Uzdrowienie Małżeństwa :: Forum Pomocy SYCHAR ::
Kryzys małżeński - rozwód czy ratowanie małżeństwa?

Odbudowa związku po kryzysie, zdradzie, separacji, rozwodzie - Miłość zawsze zwycięża

Anonymous - 2012-01-23, 10:05
Temat postu: Miłość zawsze zwycięża
Dzień dobry
Od jakiegoś czasu podczytuję forum i chyba dorosłam do tego, aby opowiedzieć naszą historię. Czuję jakąś wewnętrzną potrzebę podzielenia się tym wszystkim, może też zrzucenia z barków ostatnich lat.

Męża poznałam na początku studiów prawie 10 lat temu. Nie będę tutaj kłamać, że bardzo długo żyliśmy w nieformalnym związku, ale po kolei...

Była to moja wielka pierwsza miłość. On wcześniej spotykał się już z dziewczyną, którą bardzo kochał, ale która go zostawiła. Wtedy bardzo to przeżył, ja chyba miałam być trochę "odtrutką" po tamtym związku. Na początku traktowaliśmy się jak przyjaciele, miło było razem gdzieś wyjść, także imprezy rodzinne typu wesele etc. nie były już takie uciążliwe, gdy mogło się z kimś pójść. Z czasem narodziło się wielkie uczucie, byłam szczęśliwa i zakochana. Niestety teściowie od początku bardzo niechętnie na nas patrzyli, nie byłam wymarzoną synową. I do tej pory nie wiem czemu, bo byłam zwyczajną, spokojną dziewczyną, bez nałogów itp., zawsze odnosiłam się do nich z szacunkiem. Ale mniejsza z tym. Cały czas mówili mojemu chłopakowi, że związek ze mną nie ma szans, że nie mowy o ślubie itp. (przy czym wprost wytaczali argumenty typu, że przeze mnie jego ojciec trafił do szpitala na serce).

Jakoś żyłam z tą świadomością, chociaż nie było to miłe. Przez te wszystkie lata mieszkaliśmy osobno. Mój chłopak ciągle powtarzał, że małżeństwo to poważny krok, a on nie jest gotowy. Ja stwierdziłam, że co ma być to będzie, a naciskanie go na siłę przyniesie odwrotny skutek. Było mi duchowo ciężko, bardzo pomógł mi mój spowiednik, który nam kibicował. To był młody ksiądz, podchodził do tego związku bez pouczania, za co mu dzisiaj jestem bardzo wdzięczna. Po trzech latach pojawiła się ona. Koleżanka, pocieszycielka. Wtedy jeszcze byłam na etapie "różowych okularów", była rozpacz, proszenie, on zapewniał, że to tylko przyjaciółka. Jednak po tym, jak go perfidnie wykorzystała w pracy (awansowała, bo on naiwny projekty robił za nią) i stwierdziła, że nie jest jej już potrzebny, wrócił do mnie. Widziałam jak bardzo cierpi. Trochę pomogły nam wspólne wakacje, gdzie zapomniał o tym wszystkim.
━━━━━━
Treść zadania: Powtórz dosłownie część fragmentu o kryzysie małżeńskim, zaczynając od słów „Odbudowa związku po” i kończąc po słowach „barków ostatnich lat.”. Poniższe dane są osobnym materiałem, niezależnym od fragmentu.

Blok danych:
━━━━━━
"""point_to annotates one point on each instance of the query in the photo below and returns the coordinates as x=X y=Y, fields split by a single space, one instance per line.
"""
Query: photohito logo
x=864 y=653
━━━━━━
Odpowiedź:
Odbudowa związku po kryzysie, zdradzie, separacji, rozwodzie - Miłość zawsze zwycięża

Anonymous - 2012-01-23, 10:05
Temat postu: Miłość zawsze zwycięża
Dzień dobry
Od jakiegoś czasu podczytuję forum i chyba dorosłam do tego, aby opowiedzieć naszą historię. Czuję jakąś wewnętrzną potrzebę podzielenia się tym wszystkim, może też zrzucenia z barków ostatnich lat.